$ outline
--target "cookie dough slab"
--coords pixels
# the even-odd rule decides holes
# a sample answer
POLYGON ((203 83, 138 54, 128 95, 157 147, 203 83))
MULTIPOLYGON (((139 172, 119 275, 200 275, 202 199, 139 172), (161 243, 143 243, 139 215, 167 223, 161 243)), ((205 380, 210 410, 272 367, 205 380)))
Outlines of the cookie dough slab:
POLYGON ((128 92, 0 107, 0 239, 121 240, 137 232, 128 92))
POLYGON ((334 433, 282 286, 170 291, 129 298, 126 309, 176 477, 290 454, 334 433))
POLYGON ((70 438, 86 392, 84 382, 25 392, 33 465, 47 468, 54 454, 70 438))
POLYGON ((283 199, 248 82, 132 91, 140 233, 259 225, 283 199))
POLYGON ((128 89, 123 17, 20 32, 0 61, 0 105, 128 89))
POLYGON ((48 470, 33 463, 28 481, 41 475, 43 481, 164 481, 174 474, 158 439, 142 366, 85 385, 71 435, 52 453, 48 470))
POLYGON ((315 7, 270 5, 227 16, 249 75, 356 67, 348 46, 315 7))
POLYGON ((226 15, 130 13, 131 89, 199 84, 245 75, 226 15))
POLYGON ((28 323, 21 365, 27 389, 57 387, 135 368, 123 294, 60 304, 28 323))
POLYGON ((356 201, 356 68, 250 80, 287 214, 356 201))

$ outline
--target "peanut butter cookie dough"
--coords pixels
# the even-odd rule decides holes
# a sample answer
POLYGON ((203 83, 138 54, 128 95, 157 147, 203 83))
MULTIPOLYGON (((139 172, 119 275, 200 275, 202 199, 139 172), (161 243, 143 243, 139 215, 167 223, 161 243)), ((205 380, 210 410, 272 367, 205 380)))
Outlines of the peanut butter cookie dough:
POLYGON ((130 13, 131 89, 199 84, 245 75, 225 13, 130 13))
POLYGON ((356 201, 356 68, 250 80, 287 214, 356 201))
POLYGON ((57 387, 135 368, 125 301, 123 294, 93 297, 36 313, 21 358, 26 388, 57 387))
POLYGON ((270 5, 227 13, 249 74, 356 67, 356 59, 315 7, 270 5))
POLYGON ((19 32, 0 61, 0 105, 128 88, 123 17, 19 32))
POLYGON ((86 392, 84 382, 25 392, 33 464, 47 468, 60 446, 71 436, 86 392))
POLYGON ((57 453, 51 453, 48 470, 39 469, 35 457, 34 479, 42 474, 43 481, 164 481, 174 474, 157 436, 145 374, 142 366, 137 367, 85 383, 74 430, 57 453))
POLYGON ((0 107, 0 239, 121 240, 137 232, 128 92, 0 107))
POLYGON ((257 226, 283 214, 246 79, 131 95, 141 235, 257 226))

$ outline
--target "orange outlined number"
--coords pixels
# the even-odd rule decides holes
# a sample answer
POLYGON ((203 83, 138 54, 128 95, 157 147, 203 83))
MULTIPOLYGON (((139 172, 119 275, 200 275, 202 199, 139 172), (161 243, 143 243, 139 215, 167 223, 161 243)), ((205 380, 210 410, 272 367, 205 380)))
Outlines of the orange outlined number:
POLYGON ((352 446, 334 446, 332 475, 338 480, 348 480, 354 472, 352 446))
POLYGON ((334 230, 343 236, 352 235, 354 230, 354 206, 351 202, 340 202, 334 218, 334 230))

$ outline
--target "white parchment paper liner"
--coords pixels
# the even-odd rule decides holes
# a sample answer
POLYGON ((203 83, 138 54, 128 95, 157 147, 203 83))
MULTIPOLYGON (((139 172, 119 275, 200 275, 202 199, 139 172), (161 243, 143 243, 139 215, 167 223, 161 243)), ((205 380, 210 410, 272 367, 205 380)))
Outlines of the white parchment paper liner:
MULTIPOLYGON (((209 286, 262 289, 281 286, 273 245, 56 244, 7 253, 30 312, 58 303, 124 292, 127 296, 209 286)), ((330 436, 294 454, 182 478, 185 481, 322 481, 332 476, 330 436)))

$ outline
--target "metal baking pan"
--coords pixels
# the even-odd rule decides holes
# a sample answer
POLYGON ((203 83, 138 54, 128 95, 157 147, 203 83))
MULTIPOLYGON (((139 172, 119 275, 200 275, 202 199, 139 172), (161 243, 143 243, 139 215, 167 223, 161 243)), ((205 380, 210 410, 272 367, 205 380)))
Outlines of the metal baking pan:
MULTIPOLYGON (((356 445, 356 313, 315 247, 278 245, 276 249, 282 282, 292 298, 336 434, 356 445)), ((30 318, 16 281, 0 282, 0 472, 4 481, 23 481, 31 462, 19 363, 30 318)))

● **What the task asks**:
Copy every row above word for word, without changing anything.

● **Expected answer**:
$ outline
--target "cookie dough slab"
--coords pixels
# the even-odd rule decides holes
# a sample answer
POLYGON ((203 83, 138 54, 128 95, 157 147, 203 83))
MULTIPOLYGON (((139 172, 119 275, 200 275, 202 199, 139 172), (161 243, 143 243, 139 215, 167 223, 161 243)), ((205 380, 210 410, 272 367, 205 380)))
Outlines of the cookie dough slab:
POLYGON ((128 92, 0 107, 0 239, 121 240, 137 232, 128 92))
POLYGON ((334 433, 282 286, 170 291, 129 298, 126 309, 176 477, 290 454, 334 433))
POLYGON ((70 438, 86 392, 84 382, 25 392, 33 465, 47 468, 54 454, 70 438))
POLYGON ((283 199, 248 82, 132 91, 140 233, 259 225, 283 199))
POLYGON ((128 89, 123 17, 20 32, 0 61, 0 105, 128 89))
POLYGON ((48 470, 33 463, 28 481, 41 475, 43 481, 164 481, 174 474, 158 439, 142 366, 85 385, 71 435, 52 453, 48 470))
POLYGON ((315 7, 270 5, 227 16, 249 75, 356 67, 348 46, 315 7))
POLYGON ((226 15, 130 13, 131 89, 199 84, 245 75, 226 15))
POLYGON ((28 323, 21 365, 27 389, 57 387, 135 368, 123 294, 60 304, 28 323))
POLYGON ((356 201, 356 68, 250 80, 287 214, 356 201))

$ outline
--target "peanut butter cookie dough"
--coords pixels
# the even-odd rule decides holes
# a sample answer
POLYGON ((203 83, 138 54, 128 95, 157 147, 203 83))
MULTIPOLYGON (((139 172, 119 275, 200 275, 202 199, 139 172), (161 243, 143 243, 139 215, 167 223, 161 243)), ((205 380, 210 410, 272 367, 205 380)))
Outlines of the peanut butter cookie dough:
POLYGON ((130 13, 131 89, 199 84, 245 75, 225 13, 130 13))
POLYGON ((356 201, 356 68, 250 80, 287 214, 356 201))
POLYGON ((57 387, 135 368, 125 301, 123 294, 93 297, 36 313, 21 358, 26 388, 57 387))
POLYGON ((270 5, 227 13, 249 74, 356 67, 356 59, 315 7, 270 5))
POLYGON ((19 32, 0 61, 0 105, 128 88, 123 17, 19 32))
POLYGON ((86 392, 84 382, 25 392, 33 464, 47 468, 60 446, 71 436, 86 392))
POLYGON ((57 453, 51 453, 48 470, 39 469, 35 457, 34 479, 42 474, 43 481, 164 481, 174 474, 157 436, 145 374, 142 366, 137 367, 85 383, 74 430, 57 453))
POLYGON ((0 107, 0 239, 121 240, 137 232, 128 92, 0 107))
POLYGON ((257 226, 283 214, 246 79, 131 95, 141 235, 257 226))

$ outline
--target "orange outlined number"
--coords pixels
# the even-odd rule decides holes
# a sample answer
POLYGON ((203 83, 138 54, 128 95, 157 147, 203 83))
MULTIPOLYGON (((139 172, 119 275, 200 275, 202 199, 139 172), (161 243, 143 243, 139 215, 167 223, 161 243)), ((205 380, 210 410, 272 367, 205 380)))
Outlines of the orange outlined number:
POLYGON ((352 446, 334 446, 332 475, 338 480, 348 480, 354 472, 352 446))
POLYGON ((334 230, 343 236, 352 235, 354 230, 354 206, 351 202, 340 202, 334 218, 334 230))

$ outline
--target "white parchment paper liner"
--coords pixels
# the even-odd rule decides holes
# a sample answer
POLYGON ((203 83, 138 54, 128 95, 157 147, 203 83))
MULTIPOLYGON (((139 172, 119 275, 200 275, 202 199, 139 172), (161 243, 143 243, 139 215, 167 223, 161 243)), ((205 380, 210 410, 272 367, 205 380)))
Outlines of the white parchment paper liner:
MULTIPOLYGON (((209 286, 262 289, 281 286, 273 245, 56 244, 7 253, 30 312, 58 303, 124 292, 127 296, 209 286)), ((330 436, 294 454, 182 478, 185 481, 322 481, 332 476, 330 436)))

$ outline
--target "metal baking pan"
--coords pixels
# the even-odd rule decides holes
# a sample answer
POLYGON ((203 83, 138 54, 128 95, 157 147, 203 83))
MULTIPOLYGON (((139 172, 119 275, 200 275, 202 199, 139 172), (161 243, 143 243, 139 215, 167 223, 161 243)), ((205 380, 210 410, 272 367, 205 380)))
Outlines of the metal baking pan:
MULTIPOLYGON (((356 445, 356 313, 315 247, 278 245, 276 249, 282 282, 292 298, 336 434, 356 445)), ((30 318, 16 281, 0 282, 0 472, 4 481, 23 481, 31 462, 19 363, 30 318)))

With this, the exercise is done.